*** Block opens ***
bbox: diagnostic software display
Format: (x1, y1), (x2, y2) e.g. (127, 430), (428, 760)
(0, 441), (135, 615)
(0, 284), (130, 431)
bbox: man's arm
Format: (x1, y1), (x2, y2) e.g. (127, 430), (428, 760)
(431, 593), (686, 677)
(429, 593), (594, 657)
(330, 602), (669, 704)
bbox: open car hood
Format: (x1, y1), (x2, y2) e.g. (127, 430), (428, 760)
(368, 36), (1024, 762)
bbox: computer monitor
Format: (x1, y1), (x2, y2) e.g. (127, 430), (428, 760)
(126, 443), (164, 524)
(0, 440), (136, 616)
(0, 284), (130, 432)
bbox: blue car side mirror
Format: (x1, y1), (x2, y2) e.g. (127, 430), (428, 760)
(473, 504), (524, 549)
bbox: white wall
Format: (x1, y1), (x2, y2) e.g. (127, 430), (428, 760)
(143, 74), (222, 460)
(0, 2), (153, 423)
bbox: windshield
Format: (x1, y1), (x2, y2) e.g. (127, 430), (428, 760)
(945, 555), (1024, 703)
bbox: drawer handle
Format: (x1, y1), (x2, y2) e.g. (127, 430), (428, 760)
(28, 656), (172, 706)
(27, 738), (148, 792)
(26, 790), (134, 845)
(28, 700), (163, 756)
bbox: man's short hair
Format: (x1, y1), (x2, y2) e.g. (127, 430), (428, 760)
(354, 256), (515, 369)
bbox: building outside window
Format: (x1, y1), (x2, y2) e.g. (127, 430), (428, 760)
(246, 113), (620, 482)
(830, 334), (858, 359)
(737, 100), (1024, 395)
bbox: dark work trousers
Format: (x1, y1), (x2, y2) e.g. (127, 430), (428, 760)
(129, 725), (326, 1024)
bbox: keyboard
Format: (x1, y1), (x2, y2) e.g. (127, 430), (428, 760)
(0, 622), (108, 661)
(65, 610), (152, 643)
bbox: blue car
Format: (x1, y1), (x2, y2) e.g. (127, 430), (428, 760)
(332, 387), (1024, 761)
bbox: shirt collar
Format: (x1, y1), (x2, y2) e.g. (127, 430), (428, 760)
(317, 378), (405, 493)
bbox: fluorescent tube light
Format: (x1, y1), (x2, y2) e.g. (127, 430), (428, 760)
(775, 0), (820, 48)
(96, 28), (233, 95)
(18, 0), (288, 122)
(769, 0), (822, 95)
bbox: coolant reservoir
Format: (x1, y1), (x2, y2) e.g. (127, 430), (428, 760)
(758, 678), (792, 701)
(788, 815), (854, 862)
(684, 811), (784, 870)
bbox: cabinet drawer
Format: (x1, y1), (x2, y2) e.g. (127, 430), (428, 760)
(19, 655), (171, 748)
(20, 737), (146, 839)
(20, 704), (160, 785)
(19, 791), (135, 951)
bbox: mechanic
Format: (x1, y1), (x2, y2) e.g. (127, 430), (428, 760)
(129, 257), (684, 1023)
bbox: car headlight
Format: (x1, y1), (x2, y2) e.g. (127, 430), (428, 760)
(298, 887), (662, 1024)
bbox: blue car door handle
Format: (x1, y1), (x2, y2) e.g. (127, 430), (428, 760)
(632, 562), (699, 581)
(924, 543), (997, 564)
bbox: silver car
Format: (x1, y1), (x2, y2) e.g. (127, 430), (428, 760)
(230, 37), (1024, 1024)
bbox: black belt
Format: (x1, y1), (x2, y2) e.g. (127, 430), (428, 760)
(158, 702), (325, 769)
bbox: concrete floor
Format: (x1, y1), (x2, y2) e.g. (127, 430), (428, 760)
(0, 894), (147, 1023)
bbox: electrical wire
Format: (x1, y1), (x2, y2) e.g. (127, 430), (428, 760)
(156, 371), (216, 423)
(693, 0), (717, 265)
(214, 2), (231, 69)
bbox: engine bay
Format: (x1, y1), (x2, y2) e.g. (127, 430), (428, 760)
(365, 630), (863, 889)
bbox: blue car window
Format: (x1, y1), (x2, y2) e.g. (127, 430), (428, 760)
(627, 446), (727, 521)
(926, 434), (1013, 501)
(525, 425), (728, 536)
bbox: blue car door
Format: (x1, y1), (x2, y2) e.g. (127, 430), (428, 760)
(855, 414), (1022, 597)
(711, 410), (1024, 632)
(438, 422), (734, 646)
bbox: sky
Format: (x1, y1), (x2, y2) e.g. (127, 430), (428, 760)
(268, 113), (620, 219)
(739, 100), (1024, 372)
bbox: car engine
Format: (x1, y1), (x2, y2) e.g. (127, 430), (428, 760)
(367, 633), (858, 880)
*** Block closes ***
» What you need to do
Transcribe only the lines from the beginning of the entries to the line with "bbox: white wall", inclusive, exactly as written.

» Answer to this exercise
bbox: diagnostic software display
Format: (x1, y1), (x2, y2) e.g. (127, 430), (428, 760)
(0, 441), (135, 615)
(0, 284), (130, 431)
bbox: man's arm
Format: (x1, y1), (x2, y2) e.g. (127, 430), (428, 760)
(431, 593), (686, 677)
(429, 593), (594, 657)
(330, 602), (669, 704)
bbox: open car hood
Format: (x1, y1), (x2, y2) e.g. (127, 430), (428, 760)
(368, 36), (1024, 762)
bbox: computer monitor
Format: (x1, y1), (x2, y2) e.g. (127, 430), (428, 760)
(126, 443), (164, 524)
(0, 440), (136, 616)
(0, 284), (130, 432)
bbox: blue car side mirror
Format: (x1, y1), (x2, y2) e.g. (127, 430), (428, 760)
(473, 504), (524, 549)
bbox: white wall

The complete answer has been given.